◆ **TEXT**
►
Also what does help is to give her those cold rings...and I do put them in the freezer. If you think that he is still teething, try one of those too. If he is putting it way in the back of his mouth and biting down hard, then you'll know that the molars are giving him the tough time.
One other thing that I have done when she was acting up with bedtime was to stay in the room either in a chair, (I have a futon in her room for those nights when she is sick and I need to be nearby)and just be in the room for him to see you. It may take a few nights, but the idea is not to talk to him during that time. just be there for him to see you. Rock him or do whatever your usual routine is to get him to bed, and then that is it. He has to stay in the bed. My daughter seemed to do well with this approach.
If she got too active, I would just get up and lay her back down and then go right back to sitting in my chair. No talking except to say, "go to sleep".
◄
◆ **PROMPT 1**
From the records, copy everything from the line containing "[locate] tree line" down to the end of the records, replacing "tree line" with "treeline" and leaving everything else unchanged.
The text and the records are unrelated material.

◆ **DATA LISTING**
►
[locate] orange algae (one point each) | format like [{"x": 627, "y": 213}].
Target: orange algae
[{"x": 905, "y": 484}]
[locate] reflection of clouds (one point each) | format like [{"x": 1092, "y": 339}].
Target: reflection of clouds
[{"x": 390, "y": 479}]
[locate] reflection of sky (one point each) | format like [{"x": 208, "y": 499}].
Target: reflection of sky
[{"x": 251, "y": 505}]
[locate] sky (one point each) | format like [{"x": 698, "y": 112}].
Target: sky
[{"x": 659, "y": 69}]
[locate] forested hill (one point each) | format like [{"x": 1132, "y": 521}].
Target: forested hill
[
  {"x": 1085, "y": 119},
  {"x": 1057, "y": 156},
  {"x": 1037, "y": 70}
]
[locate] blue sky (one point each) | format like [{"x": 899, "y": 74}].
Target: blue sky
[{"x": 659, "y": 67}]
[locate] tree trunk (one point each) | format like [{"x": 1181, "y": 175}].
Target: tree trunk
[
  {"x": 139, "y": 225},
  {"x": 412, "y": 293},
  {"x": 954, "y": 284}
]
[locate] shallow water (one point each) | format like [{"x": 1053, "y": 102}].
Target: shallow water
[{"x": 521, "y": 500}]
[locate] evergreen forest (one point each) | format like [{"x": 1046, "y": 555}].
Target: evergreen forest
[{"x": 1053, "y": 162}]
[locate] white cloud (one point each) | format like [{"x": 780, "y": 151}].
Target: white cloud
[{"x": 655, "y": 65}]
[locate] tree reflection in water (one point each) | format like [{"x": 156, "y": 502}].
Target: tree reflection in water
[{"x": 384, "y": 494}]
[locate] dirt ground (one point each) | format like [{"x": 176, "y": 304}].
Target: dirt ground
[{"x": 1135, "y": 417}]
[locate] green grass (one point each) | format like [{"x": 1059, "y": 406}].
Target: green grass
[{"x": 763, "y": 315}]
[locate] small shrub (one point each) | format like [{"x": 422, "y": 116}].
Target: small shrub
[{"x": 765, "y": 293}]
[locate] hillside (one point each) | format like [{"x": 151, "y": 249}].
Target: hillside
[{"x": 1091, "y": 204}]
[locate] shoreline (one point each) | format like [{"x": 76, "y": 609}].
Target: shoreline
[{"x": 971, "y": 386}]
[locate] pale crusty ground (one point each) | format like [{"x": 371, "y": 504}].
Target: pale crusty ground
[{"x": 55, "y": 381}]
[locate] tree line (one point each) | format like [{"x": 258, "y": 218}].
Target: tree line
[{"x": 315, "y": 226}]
◄
◆ **PROMPT 2**
Translate this sentence from the text about teething and bedtime into Spanish: "My daughter seemed to do well with this approach."

◆ **FINISHED ANSWER 1**
[locate] treeline (one point each) | format like [{"x": 258, "y": 218}].
Target: treeline
[{"x": 315, "y": 226}]

◆ **FINISHED ANSWER 2**
Mi hija pareció responder bien a este método.